=== Section Start ===
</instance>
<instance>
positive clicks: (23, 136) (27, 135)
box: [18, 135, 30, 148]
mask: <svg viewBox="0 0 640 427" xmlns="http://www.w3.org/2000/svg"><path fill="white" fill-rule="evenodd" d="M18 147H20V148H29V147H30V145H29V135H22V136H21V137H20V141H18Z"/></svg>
=== Section End ===
* **ASSIGNED TASK**
Rewrite all of the material above as a JSON list of strings, with one string for each line and no blank lines.

* **WRITTEN SOLUTION**
[
  "</instance>",
  "<instance>",
  "positive clicks: (23, 136) (27, 135)",
  "box: [18, 135, 30, 148]",
  "mask: <svg viewBox=\"0 0 640 427\" xmlns=\"http://www.w3.org/2000/svg\"><path fill=\"white\" fill-rule=\"evenodd\" d=\"M18 147H20V148H29V147H30V145H29V135H22V136H21V137H20V141H18Z\"/></svg>"
]